Text excerpt →
════════════════

Chair: Alexi Mostrous, Editor and Partner, Tortoise
Our special guests include:
Alice Enders, Head of Research at Enders Analysis, which provides a subscription research service covering the media, entertainment, mobile and fixed telecommunications industries in Europe, with a special focus on new technologies and media. Alice undertakes landmark research on the challenges and opportunities for creative industries in the digital age. Alice supplies consultancy services on music, licensing and B2B media. She is a former senior economist at the World Trade Organisation and was professor of economics at York University, Canada. Alice holds a doctorate in economics from Queens University, Canada.
Franklin Foer, a staff writer at The Atlantic and former editor of The New Republic, commentating on contemporary issues from a liberal perspective. In 2017, Frank published World Without Mind: The Existential Threat of Big Tech, which was named a New York Times notable book of 2017. Using Facebook, Amazon, Google, and Apple as case studies, World Without Mind argues for a closer examination for the role of technology in our lives, particularly the ways it is shaping the values of individuals globally.
Zachary Karabell, a New York-born author, columnist and investor who previously served as Head of Global Strategies at Envestnet, a publicly traded financial services firm. He currently hosts the podcast “What Could Go Right?” and analyses economic and political trends as president of River Twice Research.

════════════════

Records pointing to objects in photos:
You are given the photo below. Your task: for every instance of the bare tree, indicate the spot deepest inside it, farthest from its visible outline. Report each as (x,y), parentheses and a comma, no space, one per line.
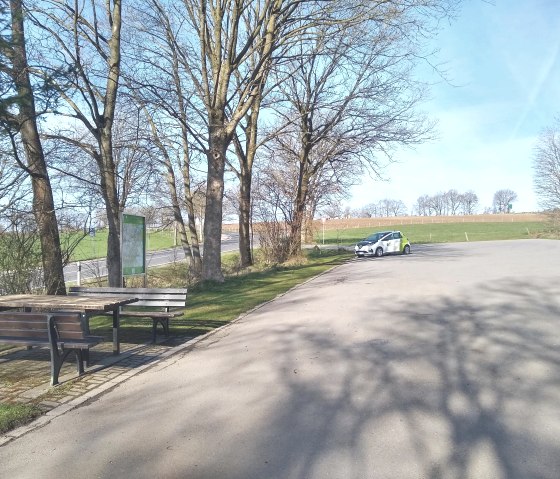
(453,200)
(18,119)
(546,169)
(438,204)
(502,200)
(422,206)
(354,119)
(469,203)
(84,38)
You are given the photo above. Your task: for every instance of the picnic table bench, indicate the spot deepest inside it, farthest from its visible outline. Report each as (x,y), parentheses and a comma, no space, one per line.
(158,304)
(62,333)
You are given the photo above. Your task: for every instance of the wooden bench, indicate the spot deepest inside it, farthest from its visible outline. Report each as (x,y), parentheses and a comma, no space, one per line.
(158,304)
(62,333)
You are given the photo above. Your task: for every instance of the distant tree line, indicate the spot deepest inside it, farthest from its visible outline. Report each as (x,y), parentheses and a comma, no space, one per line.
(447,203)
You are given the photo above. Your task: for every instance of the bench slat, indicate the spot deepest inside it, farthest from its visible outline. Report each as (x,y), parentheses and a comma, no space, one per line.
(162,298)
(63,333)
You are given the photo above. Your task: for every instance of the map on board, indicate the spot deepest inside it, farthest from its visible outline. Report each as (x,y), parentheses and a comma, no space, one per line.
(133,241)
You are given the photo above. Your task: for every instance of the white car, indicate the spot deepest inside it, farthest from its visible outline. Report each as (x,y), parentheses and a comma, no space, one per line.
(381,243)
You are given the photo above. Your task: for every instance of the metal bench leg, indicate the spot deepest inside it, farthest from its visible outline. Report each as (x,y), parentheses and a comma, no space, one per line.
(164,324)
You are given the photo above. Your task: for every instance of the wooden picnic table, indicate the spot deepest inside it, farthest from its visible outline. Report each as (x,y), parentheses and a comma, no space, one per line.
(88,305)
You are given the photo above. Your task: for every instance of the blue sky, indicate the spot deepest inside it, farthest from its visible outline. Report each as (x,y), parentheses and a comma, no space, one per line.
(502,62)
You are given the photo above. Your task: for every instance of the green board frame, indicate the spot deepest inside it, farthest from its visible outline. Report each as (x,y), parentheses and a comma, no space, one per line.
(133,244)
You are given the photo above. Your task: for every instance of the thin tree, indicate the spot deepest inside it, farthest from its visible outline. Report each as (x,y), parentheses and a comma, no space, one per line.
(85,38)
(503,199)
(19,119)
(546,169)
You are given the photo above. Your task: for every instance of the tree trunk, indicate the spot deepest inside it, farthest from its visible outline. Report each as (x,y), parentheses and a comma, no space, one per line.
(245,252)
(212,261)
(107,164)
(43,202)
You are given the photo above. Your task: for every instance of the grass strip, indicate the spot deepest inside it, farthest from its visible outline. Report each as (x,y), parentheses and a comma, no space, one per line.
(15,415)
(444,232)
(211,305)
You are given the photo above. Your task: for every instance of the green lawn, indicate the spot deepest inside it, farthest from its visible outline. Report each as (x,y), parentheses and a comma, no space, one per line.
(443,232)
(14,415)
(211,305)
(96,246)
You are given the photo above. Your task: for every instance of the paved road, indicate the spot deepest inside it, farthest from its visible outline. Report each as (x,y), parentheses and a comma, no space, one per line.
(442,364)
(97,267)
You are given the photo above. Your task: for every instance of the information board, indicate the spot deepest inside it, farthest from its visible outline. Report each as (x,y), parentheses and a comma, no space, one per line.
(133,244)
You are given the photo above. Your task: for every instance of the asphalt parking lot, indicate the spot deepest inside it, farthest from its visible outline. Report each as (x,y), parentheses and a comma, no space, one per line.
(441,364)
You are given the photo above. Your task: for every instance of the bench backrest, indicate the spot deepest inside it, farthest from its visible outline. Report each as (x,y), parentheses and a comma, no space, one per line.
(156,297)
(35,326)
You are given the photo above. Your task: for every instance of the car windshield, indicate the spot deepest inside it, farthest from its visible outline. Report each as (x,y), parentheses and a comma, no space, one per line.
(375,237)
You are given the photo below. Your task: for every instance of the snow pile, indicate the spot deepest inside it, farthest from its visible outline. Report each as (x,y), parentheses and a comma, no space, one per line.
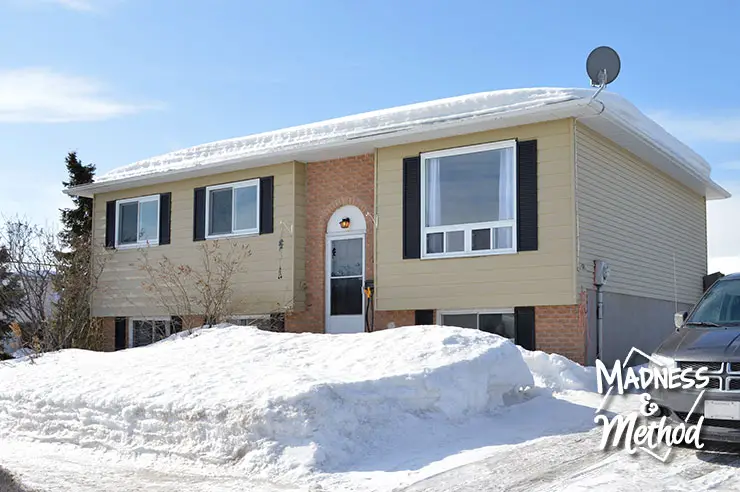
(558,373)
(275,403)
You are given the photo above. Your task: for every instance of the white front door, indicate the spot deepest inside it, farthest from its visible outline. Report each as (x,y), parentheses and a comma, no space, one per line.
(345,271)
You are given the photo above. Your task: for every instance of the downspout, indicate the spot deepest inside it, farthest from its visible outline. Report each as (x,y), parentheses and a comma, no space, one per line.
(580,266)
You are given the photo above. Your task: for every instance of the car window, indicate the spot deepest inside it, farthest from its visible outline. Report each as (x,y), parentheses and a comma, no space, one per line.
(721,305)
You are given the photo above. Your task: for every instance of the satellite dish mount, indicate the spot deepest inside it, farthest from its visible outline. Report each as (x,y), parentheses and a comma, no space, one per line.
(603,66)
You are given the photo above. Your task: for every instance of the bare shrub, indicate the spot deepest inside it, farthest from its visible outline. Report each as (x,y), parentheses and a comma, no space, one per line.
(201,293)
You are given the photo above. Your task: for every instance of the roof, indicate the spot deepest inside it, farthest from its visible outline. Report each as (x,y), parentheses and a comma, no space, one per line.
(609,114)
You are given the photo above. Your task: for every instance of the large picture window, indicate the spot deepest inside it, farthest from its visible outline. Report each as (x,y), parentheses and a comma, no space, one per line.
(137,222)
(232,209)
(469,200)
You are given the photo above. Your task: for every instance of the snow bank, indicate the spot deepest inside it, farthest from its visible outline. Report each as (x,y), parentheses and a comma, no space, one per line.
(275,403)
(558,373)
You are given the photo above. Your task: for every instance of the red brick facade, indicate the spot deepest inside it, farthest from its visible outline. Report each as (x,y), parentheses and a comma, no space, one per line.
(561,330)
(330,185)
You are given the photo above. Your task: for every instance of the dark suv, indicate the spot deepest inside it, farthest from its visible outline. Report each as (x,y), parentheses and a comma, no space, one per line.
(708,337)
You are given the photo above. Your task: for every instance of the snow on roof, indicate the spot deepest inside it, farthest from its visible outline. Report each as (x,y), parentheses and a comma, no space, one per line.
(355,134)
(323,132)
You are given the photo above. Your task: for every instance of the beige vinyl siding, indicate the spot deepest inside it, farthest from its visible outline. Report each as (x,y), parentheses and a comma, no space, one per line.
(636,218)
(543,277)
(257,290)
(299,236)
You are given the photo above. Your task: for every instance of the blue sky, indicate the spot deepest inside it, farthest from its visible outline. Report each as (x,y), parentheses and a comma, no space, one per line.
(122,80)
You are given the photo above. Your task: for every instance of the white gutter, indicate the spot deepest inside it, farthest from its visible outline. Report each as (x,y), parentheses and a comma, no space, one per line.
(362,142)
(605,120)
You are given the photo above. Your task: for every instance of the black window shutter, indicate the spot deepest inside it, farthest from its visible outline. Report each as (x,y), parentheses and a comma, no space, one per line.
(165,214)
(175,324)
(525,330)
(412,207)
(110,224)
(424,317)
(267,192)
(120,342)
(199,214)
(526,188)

════════════════

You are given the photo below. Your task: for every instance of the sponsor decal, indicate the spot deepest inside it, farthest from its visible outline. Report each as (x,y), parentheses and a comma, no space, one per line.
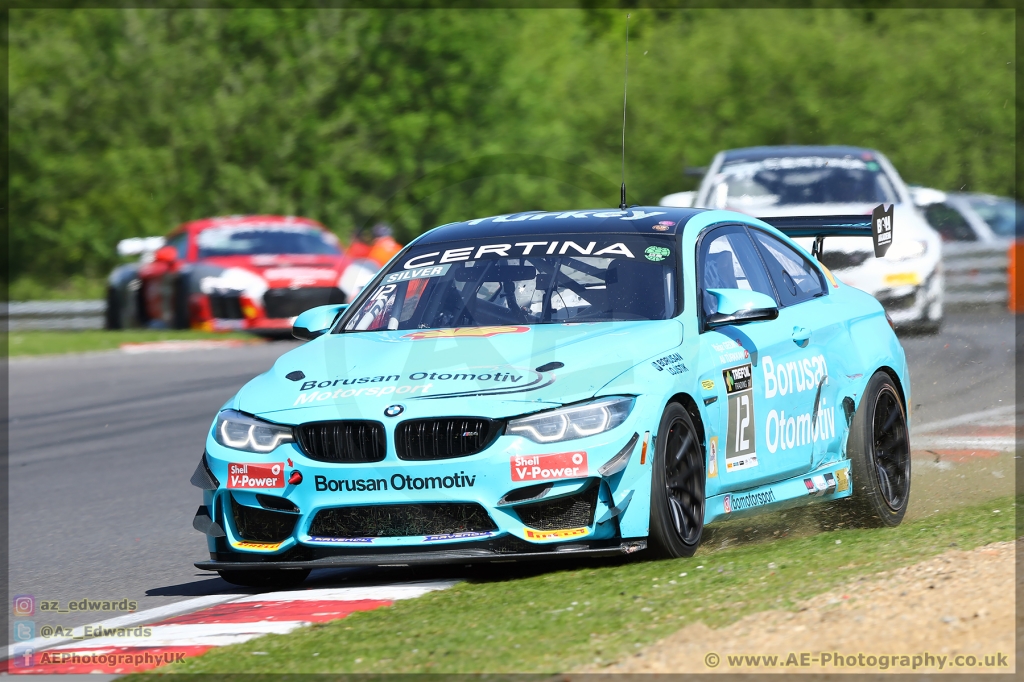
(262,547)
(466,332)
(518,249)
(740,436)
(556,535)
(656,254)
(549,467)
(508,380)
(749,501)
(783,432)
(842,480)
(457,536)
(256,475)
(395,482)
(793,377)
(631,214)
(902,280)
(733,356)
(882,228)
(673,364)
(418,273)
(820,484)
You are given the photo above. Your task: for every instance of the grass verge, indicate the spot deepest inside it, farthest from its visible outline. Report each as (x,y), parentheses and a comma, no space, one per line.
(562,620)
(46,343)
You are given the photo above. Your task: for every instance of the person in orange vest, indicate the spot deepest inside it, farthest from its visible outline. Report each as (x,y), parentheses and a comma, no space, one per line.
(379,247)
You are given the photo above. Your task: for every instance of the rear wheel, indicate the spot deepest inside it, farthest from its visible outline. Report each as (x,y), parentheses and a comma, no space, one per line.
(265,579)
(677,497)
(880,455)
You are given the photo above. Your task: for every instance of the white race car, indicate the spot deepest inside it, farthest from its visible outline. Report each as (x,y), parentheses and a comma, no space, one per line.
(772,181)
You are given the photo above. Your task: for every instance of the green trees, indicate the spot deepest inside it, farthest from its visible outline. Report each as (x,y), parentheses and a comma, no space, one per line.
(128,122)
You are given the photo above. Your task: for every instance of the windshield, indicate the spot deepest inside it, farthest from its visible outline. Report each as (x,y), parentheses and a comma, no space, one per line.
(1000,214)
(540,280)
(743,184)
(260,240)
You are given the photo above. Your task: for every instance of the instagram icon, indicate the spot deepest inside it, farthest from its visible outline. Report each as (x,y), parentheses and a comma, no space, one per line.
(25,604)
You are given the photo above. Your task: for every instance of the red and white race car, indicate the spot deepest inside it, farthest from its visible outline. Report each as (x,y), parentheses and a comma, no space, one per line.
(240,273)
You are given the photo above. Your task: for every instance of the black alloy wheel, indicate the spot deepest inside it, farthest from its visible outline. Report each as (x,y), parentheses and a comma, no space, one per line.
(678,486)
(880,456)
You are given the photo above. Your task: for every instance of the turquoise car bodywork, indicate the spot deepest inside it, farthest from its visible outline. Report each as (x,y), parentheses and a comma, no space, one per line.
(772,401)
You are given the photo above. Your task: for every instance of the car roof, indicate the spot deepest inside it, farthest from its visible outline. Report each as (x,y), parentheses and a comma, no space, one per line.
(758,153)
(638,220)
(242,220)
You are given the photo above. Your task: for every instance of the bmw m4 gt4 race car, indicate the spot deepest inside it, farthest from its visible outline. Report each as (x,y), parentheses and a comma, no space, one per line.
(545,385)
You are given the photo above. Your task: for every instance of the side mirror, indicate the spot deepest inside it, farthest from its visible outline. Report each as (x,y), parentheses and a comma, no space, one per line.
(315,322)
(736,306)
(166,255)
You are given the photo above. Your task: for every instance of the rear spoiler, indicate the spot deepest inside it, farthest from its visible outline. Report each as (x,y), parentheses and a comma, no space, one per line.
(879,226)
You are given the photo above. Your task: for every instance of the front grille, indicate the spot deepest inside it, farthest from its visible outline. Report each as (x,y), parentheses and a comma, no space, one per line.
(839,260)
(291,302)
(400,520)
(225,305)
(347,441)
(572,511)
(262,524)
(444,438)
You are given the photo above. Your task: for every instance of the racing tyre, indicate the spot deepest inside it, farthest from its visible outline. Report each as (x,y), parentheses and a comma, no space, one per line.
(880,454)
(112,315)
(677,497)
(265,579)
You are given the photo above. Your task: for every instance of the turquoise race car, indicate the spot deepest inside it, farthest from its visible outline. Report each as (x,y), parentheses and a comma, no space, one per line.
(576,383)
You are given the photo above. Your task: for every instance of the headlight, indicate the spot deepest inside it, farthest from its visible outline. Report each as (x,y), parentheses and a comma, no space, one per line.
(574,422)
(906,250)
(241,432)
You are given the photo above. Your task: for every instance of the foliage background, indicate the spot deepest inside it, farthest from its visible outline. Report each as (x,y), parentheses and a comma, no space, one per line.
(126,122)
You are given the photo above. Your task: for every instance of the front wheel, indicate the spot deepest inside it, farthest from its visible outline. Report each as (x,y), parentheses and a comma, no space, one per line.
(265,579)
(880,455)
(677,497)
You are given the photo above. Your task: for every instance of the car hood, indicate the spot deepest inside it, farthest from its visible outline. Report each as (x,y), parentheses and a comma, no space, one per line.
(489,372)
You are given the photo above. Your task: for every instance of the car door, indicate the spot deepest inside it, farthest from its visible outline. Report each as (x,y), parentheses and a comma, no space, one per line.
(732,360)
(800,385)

════════════════

Required task 1 →
Turn the paragraph of the speaker list that begins "Franklin Foer, a staff writer" into a short bulleted list that keeps its main facts.
Required task 2 →
Reproduce word for word the stretch of the speaker list from "Chair: Alexi Mostrous, Editor" through "Queens University, Canada.".
Work from the speaker list only; the data plays no part.

Final answer 1 →
- Staff writer at The Atlantic and former editor of The New Republic
- Comments on contemporary issues from a liberal perspective
- Published World Without Mind: The Existential Threat of Big Tech in 2017, named a New York Times notable book of 2017
- The book uses Facebook, Amazon, Google and Apple as case studies and argues for closer examination of technology's role in our lives, especially how it shapes the values of individuals globally

Final answer 2 →
Chair: Alexi Mostrous, Editor and Partner, Tortoise
Our special guests include:
Alice Enders, Head of Research at Enders Analysis, which provides a subscription research service covering the media, entertainment, mobile and fixed telecommunications industries in Europe, with a special focus on new technologies and media. Alice undertakes landmark research on the challenges and opportunities for creative industries in the digital age. Alice supplies consultancy services on music, licensing and B2B media. She is a former senior economist at the World Trade Organisation and was professor of economics at York University, Canada. Alice holds a doctorate in economics from Queens University, Canada.